*The problem*
Only the lines containing "wing" should appear in the answer, copied from the listing below.

*Exercise data*
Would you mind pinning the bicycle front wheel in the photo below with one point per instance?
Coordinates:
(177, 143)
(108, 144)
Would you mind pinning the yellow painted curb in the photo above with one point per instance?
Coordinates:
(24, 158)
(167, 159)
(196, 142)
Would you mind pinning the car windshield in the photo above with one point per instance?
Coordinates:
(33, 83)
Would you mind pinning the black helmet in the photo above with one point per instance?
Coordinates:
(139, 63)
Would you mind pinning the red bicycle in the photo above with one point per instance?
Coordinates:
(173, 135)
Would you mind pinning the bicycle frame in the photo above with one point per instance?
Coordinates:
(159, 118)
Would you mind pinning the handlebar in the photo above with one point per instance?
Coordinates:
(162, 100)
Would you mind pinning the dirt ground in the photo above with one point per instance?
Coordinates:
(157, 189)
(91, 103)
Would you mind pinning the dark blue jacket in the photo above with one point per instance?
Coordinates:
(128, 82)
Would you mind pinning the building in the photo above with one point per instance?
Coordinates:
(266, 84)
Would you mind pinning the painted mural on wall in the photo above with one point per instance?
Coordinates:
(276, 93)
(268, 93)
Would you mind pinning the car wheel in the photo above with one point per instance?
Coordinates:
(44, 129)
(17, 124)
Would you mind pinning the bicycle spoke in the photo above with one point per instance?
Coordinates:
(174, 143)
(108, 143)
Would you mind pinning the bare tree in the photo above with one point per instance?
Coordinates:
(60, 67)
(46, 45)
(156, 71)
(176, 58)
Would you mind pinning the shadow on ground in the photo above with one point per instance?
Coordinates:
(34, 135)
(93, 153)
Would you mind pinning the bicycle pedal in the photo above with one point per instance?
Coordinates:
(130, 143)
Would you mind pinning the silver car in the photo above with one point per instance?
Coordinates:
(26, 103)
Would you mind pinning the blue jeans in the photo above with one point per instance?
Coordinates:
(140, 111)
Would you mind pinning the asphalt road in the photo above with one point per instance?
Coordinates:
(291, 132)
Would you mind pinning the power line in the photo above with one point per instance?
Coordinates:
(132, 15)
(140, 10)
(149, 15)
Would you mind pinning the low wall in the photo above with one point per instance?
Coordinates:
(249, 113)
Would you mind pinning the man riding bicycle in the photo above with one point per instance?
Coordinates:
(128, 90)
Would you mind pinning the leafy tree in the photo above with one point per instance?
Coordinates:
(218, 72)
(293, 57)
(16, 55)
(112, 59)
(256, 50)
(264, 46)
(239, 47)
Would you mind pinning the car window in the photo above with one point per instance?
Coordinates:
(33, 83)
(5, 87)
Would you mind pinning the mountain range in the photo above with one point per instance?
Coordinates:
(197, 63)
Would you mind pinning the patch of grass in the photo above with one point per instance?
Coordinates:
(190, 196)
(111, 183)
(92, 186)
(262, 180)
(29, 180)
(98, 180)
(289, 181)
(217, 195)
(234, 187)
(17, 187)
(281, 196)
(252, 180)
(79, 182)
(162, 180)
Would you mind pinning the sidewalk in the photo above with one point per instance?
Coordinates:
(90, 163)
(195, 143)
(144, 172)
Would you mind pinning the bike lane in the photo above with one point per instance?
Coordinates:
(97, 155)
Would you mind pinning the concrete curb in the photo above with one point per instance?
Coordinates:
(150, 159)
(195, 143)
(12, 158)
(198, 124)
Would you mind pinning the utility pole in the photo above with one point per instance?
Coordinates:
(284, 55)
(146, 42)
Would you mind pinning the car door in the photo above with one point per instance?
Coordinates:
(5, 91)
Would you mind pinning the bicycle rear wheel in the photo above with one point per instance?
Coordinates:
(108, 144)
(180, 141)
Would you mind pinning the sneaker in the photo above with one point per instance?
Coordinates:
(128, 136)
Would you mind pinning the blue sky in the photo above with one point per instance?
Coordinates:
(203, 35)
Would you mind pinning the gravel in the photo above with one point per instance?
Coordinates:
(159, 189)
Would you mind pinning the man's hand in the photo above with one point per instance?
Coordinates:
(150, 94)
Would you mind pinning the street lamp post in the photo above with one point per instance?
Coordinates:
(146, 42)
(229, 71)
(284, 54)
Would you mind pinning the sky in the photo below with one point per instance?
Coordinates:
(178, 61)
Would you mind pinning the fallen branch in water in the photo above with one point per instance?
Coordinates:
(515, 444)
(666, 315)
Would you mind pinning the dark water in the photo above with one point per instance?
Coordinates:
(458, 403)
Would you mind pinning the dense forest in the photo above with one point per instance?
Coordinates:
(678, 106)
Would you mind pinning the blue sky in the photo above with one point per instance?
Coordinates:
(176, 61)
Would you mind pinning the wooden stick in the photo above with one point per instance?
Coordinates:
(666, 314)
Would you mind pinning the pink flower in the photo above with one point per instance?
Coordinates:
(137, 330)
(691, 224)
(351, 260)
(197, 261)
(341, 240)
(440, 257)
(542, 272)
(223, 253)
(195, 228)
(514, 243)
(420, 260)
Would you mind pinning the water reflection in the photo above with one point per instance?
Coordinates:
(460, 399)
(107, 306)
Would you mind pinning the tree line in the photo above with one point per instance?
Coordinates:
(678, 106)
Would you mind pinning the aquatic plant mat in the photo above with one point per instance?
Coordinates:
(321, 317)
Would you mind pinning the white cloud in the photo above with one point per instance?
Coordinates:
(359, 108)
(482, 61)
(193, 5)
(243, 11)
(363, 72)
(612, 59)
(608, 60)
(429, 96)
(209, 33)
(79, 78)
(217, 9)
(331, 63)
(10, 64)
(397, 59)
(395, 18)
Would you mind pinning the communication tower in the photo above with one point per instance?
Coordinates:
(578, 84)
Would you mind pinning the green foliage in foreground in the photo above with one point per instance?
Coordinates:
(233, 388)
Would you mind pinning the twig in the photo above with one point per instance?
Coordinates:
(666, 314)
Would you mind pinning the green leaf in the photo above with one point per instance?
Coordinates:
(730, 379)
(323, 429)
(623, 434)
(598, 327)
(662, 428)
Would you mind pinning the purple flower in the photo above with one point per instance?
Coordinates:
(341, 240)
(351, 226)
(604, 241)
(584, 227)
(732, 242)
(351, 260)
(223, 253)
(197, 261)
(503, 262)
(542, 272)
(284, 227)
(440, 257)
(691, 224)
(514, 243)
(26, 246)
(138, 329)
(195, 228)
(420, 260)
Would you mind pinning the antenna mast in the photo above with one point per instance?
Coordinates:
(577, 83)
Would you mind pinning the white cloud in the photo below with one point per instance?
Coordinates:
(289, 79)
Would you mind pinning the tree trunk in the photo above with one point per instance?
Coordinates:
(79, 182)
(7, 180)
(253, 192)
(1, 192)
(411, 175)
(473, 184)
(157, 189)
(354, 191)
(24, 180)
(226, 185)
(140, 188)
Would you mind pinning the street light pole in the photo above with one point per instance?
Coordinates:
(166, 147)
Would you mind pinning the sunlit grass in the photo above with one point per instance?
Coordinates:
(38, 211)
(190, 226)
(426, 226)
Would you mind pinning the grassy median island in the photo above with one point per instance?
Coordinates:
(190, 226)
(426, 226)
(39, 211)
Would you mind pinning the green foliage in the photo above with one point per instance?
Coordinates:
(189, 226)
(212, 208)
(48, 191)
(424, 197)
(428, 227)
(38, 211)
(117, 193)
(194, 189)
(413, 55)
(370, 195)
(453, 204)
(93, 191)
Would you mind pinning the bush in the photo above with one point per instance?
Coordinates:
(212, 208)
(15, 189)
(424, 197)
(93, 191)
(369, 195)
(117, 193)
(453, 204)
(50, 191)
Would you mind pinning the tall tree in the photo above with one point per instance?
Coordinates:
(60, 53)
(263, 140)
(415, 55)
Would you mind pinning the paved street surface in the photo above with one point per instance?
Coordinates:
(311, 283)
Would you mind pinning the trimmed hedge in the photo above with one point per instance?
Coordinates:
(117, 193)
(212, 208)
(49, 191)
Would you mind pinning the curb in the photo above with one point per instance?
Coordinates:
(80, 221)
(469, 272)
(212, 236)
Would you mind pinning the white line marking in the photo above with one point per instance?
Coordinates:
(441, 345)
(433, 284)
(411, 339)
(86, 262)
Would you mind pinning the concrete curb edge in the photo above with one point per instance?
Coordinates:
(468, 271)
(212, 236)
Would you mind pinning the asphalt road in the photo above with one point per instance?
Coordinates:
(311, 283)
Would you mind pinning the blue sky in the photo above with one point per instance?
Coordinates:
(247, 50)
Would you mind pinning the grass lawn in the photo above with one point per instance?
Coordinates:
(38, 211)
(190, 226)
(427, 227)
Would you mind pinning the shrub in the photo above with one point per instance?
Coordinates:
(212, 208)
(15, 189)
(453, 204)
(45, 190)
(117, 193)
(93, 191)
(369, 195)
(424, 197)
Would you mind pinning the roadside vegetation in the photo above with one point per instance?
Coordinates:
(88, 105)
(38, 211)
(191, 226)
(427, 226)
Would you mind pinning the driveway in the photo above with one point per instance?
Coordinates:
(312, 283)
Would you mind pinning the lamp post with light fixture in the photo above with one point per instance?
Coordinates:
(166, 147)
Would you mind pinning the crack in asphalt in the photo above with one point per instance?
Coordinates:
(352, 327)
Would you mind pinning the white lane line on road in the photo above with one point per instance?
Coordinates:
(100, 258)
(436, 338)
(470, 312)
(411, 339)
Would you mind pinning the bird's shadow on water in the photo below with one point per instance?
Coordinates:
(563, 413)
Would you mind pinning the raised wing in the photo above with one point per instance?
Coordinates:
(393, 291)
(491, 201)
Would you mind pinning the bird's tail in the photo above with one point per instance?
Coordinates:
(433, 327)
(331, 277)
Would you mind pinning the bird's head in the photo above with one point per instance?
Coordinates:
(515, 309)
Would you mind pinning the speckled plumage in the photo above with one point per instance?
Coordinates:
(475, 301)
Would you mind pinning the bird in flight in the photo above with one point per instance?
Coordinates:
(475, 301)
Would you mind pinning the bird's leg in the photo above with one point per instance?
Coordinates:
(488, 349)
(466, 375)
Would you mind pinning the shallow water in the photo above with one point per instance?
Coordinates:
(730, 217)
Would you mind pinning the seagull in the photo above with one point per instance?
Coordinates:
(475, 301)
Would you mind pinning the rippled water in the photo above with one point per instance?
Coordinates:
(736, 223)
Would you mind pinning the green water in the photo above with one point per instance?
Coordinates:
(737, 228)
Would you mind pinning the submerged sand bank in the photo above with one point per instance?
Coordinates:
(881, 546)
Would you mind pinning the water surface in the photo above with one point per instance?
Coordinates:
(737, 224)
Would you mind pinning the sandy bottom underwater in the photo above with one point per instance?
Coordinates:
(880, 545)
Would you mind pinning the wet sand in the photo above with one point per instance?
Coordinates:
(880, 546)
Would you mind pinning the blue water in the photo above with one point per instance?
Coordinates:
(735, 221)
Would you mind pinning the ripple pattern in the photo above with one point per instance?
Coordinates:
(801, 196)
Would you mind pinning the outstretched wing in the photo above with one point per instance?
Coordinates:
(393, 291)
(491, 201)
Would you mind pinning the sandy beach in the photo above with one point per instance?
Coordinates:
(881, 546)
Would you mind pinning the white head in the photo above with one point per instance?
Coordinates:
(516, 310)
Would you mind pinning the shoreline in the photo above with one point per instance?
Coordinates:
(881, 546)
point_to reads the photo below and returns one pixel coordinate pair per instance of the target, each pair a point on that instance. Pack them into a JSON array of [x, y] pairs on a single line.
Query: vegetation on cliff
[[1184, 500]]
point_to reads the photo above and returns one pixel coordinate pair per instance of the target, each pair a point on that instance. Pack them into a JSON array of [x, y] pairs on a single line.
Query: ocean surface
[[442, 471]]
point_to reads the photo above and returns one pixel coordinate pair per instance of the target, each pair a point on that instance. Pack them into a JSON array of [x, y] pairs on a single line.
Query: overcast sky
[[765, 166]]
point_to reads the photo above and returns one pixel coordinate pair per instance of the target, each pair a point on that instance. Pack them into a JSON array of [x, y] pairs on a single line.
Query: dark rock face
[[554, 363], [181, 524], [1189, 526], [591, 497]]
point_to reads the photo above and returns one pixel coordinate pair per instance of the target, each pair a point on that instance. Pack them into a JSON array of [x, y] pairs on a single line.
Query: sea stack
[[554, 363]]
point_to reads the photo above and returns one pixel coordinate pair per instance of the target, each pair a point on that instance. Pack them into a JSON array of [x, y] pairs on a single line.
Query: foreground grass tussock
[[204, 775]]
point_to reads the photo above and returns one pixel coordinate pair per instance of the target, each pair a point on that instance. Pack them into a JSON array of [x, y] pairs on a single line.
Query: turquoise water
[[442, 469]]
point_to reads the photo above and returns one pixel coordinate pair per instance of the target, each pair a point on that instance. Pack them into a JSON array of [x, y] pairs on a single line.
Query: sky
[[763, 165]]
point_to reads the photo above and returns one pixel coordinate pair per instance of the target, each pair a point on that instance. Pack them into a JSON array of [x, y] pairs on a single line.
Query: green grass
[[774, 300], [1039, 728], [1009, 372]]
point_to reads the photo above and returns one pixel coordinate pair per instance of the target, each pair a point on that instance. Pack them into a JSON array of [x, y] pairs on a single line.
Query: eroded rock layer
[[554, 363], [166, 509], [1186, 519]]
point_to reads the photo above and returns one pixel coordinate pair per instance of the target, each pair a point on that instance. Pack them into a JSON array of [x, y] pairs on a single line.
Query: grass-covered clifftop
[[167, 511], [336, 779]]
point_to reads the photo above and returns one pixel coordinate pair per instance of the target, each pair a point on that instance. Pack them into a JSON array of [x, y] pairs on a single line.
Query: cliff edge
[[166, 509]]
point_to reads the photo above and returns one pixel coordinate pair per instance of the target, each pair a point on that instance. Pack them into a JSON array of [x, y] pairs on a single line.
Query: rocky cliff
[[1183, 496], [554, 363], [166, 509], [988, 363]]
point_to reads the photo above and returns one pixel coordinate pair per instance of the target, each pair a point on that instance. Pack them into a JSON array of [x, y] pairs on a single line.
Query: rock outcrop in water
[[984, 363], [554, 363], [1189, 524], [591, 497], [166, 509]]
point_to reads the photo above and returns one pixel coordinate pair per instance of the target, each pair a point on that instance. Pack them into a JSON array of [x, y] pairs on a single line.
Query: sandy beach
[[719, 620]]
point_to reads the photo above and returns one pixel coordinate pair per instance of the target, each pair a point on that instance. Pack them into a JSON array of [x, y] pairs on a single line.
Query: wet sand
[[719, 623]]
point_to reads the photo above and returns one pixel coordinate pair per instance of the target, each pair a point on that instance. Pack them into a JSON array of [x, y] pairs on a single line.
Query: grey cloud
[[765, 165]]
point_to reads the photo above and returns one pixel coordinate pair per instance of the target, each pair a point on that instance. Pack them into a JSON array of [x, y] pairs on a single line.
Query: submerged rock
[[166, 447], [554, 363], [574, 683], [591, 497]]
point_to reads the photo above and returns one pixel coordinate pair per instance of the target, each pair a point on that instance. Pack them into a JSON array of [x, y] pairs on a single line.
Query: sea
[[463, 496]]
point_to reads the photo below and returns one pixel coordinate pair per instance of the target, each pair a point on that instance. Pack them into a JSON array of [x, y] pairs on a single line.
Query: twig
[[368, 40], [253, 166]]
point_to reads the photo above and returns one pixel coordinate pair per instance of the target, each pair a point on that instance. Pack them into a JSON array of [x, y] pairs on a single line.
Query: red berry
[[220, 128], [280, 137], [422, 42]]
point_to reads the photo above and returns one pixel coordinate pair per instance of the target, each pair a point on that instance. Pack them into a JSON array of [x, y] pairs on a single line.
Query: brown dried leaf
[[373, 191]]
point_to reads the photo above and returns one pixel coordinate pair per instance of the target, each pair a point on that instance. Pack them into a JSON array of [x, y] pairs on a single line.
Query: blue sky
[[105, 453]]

*Written solution*
Would you mind pinning the raised wing in the photo above with one point per instance?
Would you mind pinning the outstretched wing in the photo above with one point per instance?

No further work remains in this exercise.